*WRITTEN INSTRUCTION*
Give only the lines from the one containing "the form [446,73]." through the end of the material below, exactly as written.

*SUPPLIED DATA*
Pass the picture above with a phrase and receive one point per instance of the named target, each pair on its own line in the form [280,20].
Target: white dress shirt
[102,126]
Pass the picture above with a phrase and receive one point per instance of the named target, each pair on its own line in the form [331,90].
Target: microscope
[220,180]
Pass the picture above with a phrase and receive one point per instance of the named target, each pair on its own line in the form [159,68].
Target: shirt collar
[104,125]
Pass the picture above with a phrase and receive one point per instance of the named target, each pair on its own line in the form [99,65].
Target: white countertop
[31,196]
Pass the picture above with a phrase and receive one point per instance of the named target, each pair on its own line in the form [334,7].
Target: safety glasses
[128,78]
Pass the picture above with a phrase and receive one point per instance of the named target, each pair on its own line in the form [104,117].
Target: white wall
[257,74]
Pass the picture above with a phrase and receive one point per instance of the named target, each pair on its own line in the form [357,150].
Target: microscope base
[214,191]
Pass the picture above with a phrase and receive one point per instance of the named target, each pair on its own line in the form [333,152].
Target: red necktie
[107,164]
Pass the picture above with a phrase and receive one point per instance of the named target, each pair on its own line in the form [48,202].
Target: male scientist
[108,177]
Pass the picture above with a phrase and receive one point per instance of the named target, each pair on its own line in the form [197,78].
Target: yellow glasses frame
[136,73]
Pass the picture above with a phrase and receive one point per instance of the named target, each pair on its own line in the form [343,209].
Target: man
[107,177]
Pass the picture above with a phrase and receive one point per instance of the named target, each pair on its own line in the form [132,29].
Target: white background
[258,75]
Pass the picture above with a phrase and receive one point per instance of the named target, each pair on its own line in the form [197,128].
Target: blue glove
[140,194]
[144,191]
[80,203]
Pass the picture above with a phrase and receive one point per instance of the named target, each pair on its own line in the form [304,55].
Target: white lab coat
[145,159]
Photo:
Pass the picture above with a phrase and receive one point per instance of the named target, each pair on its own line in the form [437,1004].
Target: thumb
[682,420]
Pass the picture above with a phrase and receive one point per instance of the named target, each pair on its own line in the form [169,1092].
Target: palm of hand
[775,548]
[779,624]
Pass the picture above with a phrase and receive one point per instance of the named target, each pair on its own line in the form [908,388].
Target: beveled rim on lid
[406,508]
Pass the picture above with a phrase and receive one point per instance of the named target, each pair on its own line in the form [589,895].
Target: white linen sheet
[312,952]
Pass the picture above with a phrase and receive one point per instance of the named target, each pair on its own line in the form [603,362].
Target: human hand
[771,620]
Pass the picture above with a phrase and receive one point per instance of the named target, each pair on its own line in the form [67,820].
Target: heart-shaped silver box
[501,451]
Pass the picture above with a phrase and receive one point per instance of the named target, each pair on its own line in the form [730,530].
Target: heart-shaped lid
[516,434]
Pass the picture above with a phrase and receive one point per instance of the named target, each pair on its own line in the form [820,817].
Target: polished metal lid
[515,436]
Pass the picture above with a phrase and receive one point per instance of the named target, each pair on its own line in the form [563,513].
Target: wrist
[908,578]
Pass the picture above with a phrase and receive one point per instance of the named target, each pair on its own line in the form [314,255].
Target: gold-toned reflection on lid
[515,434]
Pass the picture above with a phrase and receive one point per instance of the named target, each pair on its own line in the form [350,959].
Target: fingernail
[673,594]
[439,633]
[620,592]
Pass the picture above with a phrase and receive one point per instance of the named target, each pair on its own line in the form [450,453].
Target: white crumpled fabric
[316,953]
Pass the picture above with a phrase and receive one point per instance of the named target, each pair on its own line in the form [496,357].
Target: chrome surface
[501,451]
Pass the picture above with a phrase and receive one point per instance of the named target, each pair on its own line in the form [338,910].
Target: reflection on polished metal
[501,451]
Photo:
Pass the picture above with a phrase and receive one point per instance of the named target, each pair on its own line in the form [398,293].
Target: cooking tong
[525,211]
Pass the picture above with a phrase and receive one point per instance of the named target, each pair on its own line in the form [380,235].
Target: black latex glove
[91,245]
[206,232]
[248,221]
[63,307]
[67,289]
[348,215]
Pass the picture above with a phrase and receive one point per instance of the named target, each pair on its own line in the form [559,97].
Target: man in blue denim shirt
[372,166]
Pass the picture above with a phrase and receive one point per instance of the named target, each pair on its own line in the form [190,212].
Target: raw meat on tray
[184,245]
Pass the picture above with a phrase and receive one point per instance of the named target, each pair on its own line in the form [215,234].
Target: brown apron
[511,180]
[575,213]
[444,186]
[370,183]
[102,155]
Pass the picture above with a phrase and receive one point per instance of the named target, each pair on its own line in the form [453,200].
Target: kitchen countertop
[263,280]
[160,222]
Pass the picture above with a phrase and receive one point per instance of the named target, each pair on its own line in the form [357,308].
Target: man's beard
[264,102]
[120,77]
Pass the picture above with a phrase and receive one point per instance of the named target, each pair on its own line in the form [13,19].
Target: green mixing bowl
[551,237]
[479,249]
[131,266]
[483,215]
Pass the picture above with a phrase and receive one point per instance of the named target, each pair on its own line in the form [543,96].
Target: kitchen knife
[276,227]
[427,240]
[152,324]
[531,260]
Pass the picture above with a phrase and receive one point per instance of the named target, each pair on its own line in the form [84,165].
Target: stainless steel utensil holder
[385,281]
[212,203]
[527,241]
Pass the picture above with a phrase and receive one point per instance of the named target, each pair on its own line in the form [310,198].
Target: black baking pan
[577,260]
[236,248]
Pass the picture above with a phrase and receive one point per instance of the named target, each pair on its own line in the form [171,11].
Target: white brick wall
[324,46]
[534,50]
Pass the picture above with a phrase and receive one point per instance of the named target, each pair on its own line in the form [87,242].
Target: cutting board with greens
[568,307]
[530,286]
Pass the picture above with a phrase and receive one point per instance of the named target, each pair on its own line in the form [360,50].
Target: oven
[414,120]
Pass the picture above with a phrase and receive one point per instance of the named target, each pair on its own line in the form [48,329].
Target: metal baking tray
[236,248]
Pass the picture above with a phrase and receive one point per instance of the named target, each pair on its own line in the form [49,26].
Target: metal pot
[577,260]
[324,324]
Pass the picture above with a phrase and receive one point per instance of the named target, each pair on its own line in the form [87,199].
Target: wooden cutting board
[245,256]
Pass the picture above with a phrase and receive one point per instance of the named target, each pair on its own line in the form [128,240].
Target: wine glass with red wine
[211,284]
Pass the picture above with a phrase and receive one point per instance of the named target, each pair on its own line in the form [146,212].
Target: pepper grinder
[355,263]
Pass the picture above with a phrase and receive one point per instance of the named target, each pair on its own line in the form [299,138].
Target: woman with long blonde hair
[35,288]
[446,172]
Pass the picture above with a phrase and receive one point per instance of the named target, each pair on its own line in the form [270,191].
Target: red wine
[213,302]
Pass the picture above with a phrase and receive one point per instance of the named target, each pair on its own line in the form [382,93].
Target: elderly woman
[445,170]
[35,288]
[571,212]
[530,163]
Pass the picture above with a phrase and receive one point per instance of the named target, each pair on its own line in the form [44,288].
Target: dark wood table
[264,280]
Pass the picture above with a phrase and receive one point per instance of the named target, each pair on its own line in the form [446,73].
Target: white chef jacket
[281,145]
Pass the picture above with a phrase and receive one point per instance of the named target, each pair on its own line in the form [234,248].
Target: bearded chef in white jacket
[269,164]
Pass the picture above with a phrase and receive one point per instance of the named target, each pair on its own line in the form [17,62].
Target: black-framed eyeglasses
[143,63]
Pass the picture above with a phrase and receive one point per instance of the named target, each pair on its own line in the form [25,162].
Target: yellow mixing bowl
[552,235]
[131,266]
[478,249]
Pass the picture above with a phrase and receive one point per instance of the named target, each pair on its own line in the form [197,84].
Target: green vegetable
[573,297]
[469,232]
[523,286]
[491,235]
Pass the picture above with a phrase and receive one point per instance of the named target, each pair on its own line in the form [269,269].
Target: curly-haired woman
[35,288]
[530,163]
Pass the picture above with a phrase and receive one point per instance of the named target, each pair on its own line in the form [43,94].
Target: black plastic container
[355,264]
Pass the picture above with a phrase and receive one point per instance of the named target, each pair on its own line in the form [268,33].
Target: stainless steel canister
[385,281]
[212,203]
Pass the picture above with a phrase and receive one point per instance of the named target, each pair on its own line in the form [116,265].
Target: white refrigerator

*THE SOLUTION*
Pass the picture above with a phrase and receive one point per instance of the named target, each pair on its own line in the form [446,73].
Target: white chef jacket
[281,145]
Pass the picture above with a phrase and receive one point per instance of the named target, each pair on its own line in the form [234,248].
Target: bearded chef in white jacket
[269,164]
Pass the picture above with a phrase and receive one point per instance of the named target, each pair on its own line in the form [17,62].
Target: black-framed eyeglasses
[143,63]
Pass the picture above with a phrase and receive one point per instance of the named target, each pair on its own line in the form [25,162].
Target: yellow mixing bowl
[552,235]
[131,266]
[478,249]
Pass the picture above with a phrase and receive one point per instance of the named target, each pair on its own line in the form [197,84].
Target: green vegetable
[573,297]
[469,232]
[523,286]
[491,235]
Pass the picture above with a phrase and receive one point per instance of the named target, each pair on its own line in the form [269,269].
Target: curly-haired woman
[35,288]
[530,163]
Pass the picture above with a phrase and receive one point per instance of the named target, each pair on its own line in the form [43,94].
Target: black plastic container
[355,264]
Pass the picture above with a phrase and receive one point per instance of the named target, each pair on its own line in the form [268,33].
Target: stainless steel canister
[385,281]
[212,203]
Pass the picture above with a phrase and receive one point per instance of the named target, each pair on its own line in the form [116,265].
Target: white refrigerator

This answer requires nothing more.